# Brano della pagina:
.....

Nella mia richiesta ho dimenticato di specificare le dimensioni delle pietre che voglio, così mi arrivano pietroline di due o tre centimetri e, portati da Sequoia e da Tiger, non pochi massi colossali: tutti però con precisi spigoli a novanta gradi. Non obietto: userò ogni sasso. In fondo, questa è la mia arte.
Piano piano, dopo aver costruito un ponte sotterraneo che unisce le due colonne di fondazione con grossi tondini di ferro che resisteranno a eventuali sismi (sono uno strutturalista e so che la California è terra di terremoti) ecco che comincia ad emergere la parte fuori terra, ben fondata e pronta ad affrontare l’universo mondo.
Dalla casa madre si avvicinano Dancer e Wolf, sono impegnati in un dialogo del quale mi arrivano solo alcune brevi parole: ho la netta impressione che sia fatto apposta. Sento il mio nome, alzo lo sguardo. Wolf si è fermato e Dancer mi si accosta, io poso la cazzuola e mi spolvero le mani, e lei con un’ espressione serissima mi affronta, e capisco subito di trovarmi di fronte a una Maschera da Battaglia:
“Pensiamo che tu ritenga di essere un architetto troppo importante per degnarci della tua attenzione: sei troppo pieno di importanza personale per venire dal tuo Insegnante e deciderti a chiedere qual’è la tua Medicina! Cosa cazzo credi di essere venuto a fare fin qui dall’Italia? Forse a costruire fontane? Puoi costruire dieci fontane, e non avrai ancora capito niente. La tua arroganza ti rende cieco e ottuso. Se pensi di continuare così, ignorando i tuoi insegnanti, puoi anche tornartene da dove sei venuto”

.....

# Dati forniti:
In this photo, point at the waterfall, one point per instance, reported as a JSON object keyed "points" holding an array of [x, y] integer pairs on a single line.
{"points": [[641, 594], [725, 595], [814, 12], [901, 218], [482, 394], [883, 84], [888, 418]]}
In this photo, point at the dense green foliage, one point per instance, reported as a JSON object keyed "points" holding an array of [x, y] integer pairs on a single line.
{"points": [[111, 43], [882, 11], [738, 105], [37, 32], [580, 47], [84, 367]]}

.....

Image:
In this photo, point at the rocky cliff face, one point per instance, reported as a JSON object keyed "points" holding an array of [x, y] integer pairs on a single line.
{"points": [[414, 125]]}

.....

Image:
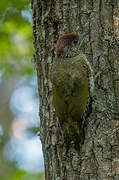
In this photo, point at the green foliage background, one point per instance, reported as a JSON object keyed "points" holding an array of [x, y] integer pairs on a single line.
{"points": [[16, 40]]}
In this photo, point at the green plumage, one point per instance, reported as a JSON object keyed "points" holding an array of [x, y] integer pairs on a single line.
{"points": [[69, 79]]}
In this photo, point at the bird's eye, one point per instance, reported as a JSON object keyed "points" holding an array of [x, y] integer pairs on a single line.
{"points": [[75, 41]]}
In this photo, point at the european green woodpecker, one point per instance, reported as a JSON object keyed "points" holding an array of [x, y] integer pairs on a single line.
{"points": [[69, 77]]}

.....

# Cosa fare:
**a)** Ricopia dal brano il passo che inizia con "Nella mia richiesta" e termina con "la mia arte.".
**b)** Secondo il brano, chi porta i massi colossali?

# Soluzioni:
**a)**
Nella mia richiesta ho dimenticato di specificare le dimensioni delle pietre che voglio, così mi arrivano pietroline di due o tre centimetri e, portati da Sequoia e da Tiger, non pochi massi colossali: tutti però con precisi spigoli a novanta gradi. Non obietto: userò ogni sasso. In fondo, questa è la mia arte.

**b)** Sequoia e Tiger.